Exercise aim
Which lines in the rows contain the string "wall"? Pull out each of them, treating uppercase and lowercase as different.

(Stored entries)
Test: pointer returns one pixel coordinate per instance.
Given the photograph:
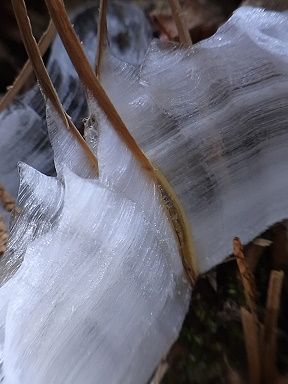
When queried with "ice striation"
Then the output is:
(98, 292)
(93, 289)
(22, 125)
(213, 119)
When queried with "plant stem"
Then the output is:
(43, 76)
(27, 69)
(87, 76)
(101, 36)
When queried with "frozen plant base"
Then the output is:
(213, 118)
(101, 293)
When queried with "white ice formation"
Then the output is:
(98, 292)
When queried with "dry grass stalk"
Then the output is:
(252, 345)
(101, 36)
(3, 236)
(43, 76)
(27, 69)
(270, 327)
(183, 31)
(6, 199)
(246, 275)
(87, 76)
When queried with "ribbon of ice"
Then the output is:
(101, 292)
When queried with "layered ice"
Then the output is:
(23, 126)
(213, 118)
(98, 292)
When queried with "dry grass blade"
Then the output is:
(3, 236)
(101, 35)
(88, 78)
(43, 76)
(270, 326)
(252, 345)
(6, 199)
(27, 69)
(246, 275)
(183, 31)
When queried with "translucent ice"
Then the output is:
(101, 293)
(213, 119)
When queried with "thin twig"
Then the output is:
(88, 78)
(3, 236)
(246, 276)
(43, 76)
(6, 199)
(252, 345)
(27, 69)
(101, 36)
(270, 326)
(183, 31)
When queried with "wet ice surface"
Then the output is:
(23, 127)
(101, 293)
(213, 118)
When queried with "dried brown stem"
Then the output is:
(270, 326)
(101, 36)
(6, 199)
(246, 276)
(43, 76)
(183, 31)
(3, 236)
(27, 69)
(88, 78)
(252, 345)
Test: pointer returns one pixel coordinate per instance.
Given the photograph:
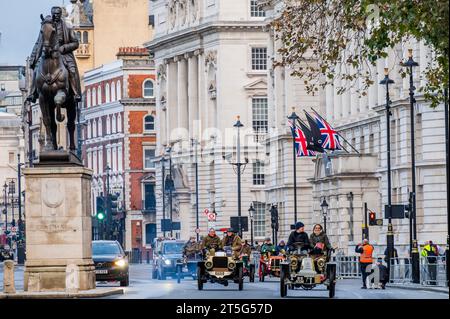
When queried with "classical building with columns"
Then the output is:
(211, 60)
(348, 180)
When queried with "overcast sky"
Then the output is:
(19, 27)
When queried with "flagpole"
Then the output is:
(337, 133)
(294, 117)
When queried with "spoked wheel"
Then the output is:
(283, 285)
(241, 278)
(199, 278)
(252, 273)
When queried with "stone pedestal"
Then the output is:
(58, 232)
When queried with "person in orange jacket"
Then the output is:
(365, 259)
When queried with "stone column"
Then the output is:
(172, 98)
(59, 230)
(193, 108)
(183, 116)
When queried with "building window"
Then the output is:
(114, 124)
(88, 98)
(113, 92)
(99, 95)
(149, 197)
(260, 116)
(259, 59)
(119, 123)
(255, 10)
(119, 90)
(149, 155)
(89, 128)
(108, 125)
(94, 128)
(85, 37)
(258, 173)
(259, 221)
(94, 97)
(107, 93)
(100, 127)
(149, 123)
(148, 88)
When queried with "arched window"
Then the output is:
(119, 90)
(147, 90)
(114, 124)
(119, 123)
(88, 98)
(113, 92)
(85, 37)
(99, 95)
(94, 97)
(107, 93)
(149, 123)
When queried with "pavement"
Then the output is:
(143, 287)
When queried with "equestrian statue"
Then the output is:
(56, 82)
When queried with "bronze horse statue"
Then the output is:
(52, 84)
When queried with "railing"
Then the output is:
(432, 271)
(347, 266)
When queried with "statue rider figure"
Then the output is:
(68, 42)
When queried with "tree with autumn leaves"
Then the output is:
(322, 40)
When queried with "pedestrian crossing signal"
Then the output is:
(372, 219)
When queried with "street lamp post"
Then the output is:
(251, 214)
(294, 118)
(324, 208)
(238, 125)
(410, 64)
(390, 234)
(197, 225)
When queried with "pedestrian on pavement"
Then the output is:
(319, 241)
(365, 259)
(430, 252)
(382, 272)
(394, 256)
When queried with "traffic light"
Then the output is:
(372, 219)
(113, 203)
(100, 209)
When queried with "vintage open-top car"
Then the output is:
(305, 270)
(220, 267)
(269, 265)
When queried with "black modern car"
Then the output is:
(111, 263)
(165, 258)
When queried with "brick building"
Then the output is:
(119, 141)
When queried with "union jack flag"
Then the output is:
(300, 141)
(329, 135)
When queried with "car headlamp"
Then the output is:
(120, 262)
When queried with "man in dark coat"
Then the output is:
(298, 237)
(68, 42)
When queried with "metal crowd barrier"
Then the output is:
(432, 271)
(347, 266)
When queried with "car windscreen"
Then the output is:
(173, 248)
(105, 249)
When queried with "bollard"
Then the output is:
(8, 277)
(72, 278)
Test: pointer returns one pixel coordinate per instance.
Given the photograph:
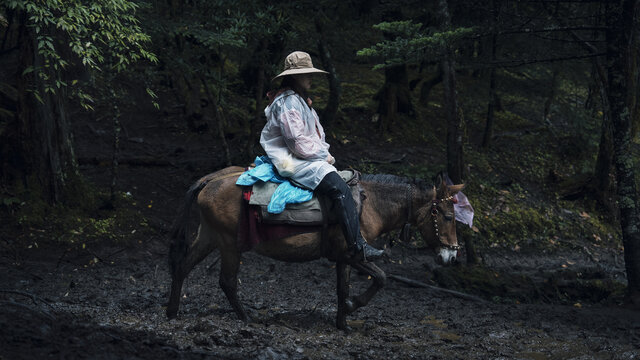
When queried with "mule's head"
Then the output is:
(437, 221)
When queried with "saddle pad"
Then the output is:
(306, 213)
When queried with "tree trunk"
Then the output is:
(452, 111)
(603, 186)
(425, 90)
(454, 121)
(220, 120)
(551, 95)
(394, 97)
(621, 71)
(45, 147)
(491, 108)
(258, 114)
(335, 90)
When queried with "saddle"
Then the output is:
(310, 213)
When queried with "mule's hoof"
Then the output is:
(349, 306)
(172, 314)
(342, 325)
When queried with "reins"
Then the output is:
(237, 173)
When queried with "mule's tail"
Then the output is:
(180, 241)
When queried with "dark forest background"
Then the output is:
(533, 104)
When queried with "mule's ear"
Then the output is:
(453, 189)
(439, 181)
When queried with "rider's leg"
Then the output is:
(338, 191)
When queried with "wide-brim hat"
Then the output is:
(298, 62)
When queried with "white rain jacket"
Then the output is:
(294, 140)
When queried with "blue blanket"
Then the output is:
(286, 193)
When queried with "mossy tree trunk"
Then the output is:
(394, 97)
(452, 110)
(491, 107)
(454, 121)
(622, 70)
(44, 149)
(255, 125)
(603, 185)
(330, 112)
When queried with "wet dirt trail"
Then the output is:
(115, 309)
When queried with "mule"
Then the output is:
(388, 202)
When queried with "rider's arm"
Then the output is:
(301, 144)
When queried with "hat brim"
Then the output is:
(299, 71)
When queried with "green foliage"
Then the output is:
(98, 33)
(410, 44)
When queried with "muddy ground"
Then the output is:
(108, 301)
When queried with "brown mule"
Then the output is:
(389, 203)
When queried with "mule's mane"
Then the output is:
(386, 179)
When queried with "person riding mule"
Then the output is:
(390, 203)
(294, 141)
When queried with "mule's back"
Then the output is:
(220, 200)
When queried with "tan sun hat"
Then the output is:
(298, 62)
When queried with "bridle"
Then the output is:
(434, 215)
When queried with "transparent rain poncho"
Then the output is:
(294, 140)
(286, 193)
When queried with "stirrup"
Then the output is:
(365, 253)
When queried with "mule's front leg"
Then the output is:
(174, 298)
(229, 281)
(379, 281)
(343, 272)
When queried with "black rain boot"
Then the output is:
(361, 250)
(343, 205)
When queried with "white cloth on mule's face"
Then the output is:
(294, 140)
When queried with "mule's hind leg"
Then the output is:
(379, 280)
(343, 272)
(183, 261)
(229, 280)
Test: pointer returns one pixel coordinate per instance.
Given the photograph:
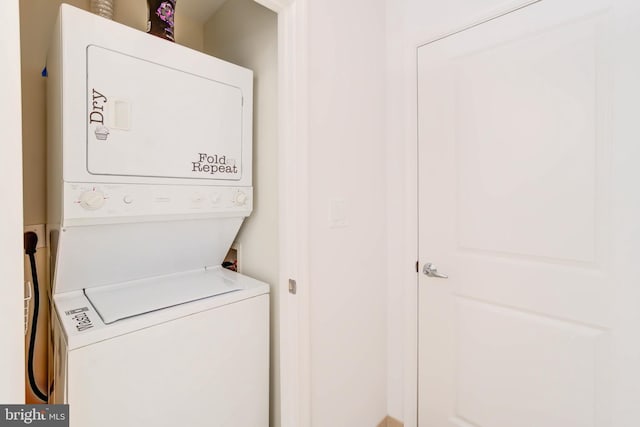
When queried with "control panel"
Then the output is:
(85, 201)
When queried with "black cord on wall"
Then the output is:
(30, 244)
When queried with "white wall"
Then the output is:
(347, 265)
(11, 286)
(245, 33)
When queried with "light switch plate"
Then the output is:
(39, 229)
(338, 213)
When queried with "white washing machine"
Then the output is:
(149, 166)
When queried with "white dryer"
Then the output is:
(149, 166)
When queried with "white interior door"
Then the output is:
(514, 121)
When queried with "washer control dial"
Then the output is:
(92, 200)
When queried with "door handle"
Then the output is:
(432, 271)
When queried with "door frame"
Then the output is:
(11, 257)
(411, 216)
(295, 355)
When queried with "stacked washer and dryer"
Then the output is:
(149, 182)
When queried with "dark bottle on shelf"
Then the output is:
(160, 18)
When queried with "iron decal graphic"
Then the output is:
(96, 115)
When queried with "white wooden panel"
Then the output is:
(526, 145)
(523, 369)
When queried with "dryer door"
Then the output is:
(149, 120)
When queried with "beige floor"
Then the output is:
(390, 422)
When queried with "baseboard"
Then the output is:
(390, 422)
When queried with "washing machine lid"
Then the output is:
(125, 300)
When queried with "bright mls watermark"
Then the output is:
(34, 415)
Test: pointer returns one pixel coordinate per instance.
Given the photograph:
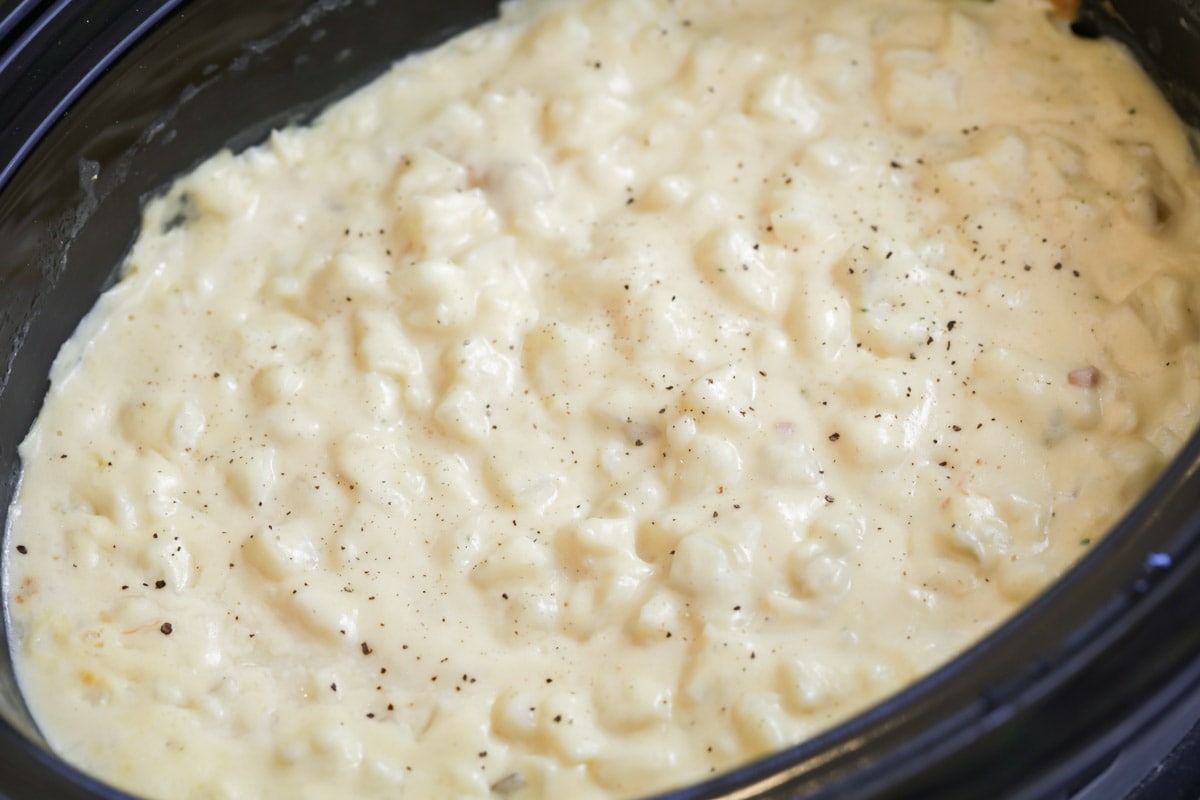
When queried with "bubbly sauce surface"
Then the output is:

Answer for this exercise
When queried with "black cord on wall"
When queried with "white wall"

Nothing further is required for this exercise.